▶ Data to use
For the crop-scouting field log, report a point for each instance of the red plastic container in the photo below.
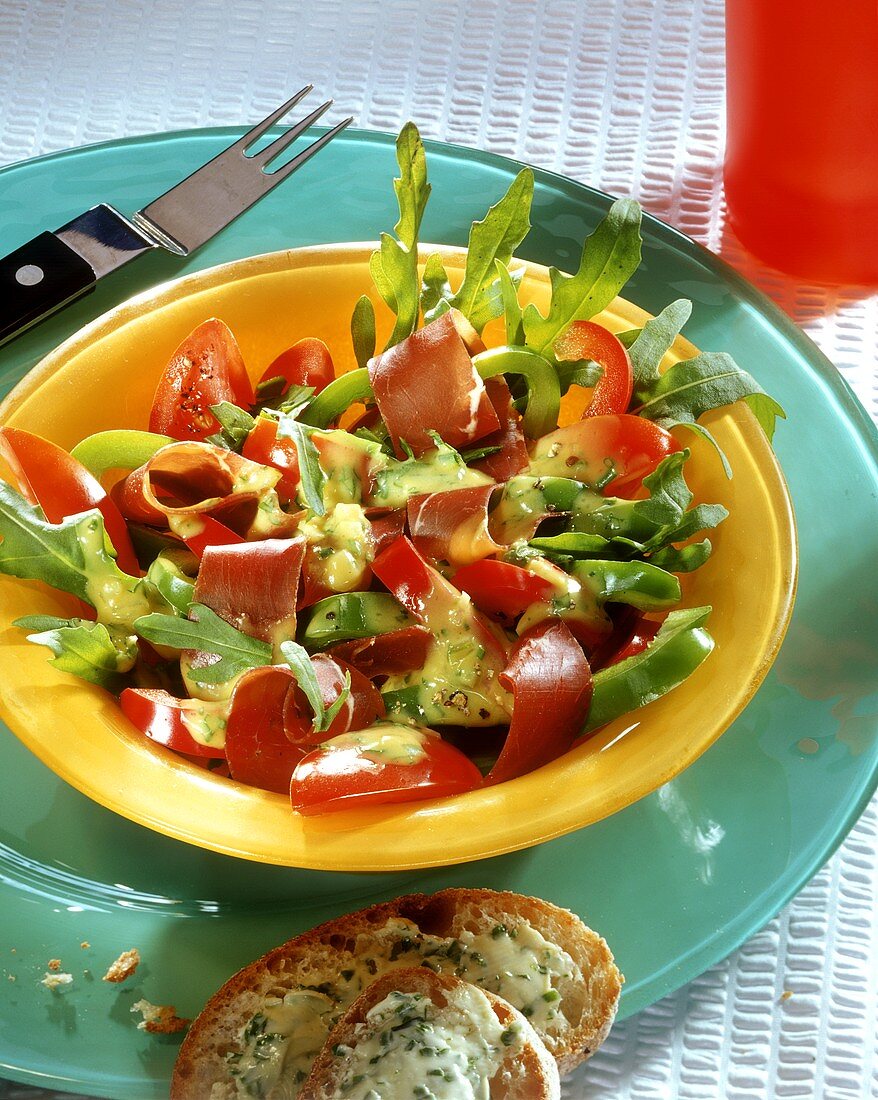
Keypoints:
(801, 165)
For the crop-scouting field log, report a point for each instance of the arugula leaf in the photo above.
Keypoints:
(73, 556)
(363, 330)
(207, 633)
(86, 649)
(299, 661)
(311, 476)
(436, 293)
(610, 257)
(710, 381)
(654, 340)
(236, 425)
(512, 308)
(491, 246)
(395, 265)
(645, 528)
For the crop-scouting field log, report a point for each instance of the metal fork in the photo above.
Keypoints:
(56, 267)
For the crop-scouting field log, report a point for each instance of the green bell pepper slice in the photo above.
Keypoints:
(672, 656)
(352, 615)
(338, 396)
(644, 586)
(123, 449)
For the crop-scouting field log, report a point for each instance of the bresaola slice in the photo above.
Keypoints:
(253, 585)
(271, 726)
(184, 481)
(428, 383)
(551, 684)
(512, 458)
(452, 526)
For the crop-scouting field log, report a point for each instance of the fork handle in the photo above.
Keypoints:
(36, 279)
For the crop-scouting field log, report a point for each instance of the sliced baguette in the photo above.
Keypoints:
(508, 1054)
(586, 1005)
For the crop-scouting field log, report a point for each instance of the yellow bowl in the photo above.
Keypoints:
(103, 377)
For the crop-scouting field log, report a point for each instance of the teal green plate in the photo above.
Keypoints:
(675, 882)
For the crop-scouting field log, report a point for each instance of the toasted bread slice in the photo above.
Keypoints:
(415, 1030)
(261, 1032)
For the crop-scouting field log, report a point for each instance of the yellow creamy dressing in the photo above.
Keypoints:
(457, 684)
(513, 960)
(342, 543)
(436, 471)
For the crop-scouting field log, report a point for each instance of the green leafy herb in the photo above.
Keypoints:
(311, 476)
(492, 244)
(610, 257)
(88, 650)
(207, 633)
(654, 340)
(710, 381)
(236, 425)
(363, 330)
(73, 556)
(299, 661)
(512, 308)
(395, 265)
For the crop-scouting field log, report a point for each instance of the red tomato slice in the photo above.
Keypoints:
(551, 682)
(158, 715)
(210, 532)
(205, 370)
(590, 449)
(47, 475)
(307, 363)
(342, 777)
(588, 340)
(263, 446)
(502, 589)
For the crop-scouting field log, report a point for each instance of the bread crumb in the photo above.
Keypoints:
(124, 966)
(54, 981)
(160, 1019)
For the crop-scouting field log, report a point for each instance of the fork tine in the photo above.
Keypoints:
(265, 156)
(282, 173)
(260, 128)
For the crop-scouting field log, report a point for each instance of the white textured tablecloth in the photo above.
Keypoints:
(626, 97)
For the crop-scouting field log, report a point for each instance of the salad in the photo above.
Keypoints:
(437, 571)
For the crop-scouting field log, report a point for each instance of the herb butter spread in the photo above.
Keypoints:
(513, 960)
(409, 1047)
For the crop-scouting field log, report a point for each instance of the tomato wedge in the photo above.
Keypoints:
(364, 769)
(205, 370)
(47, 475)
(263, 446)
(158, 715)
(588, 340)
(551, 682)
(307, 363)
(502, 589)
(614, 452)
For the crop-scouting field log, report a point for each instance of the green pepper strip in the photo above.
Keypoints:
(673, 655)
(637, 583)
(544, 393)
(352, 615)
(337, 397)
(123, 449)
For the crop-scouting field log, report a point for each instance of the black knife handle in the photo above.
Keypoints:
(36, 279)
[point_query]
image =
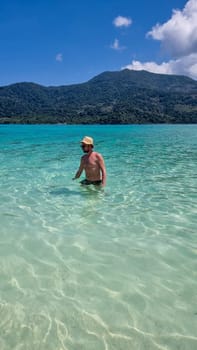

▶ Instructions to follow
Recast the items from the line containing "spread in the photo above." through the line containing "(409, 1047)", both included, as a two-column CSV with the headers instruction and keypoints. Give one row per item: put its text in the first quoted field and its answer in the second, with line breaks turned into spaces.

▶ Correct result
instruction,keypoints
"For the crop-scouting field log, report a point for each instance of the herb butter spread in the photo above. Keypoints:","(513, 960) (409, 1047)"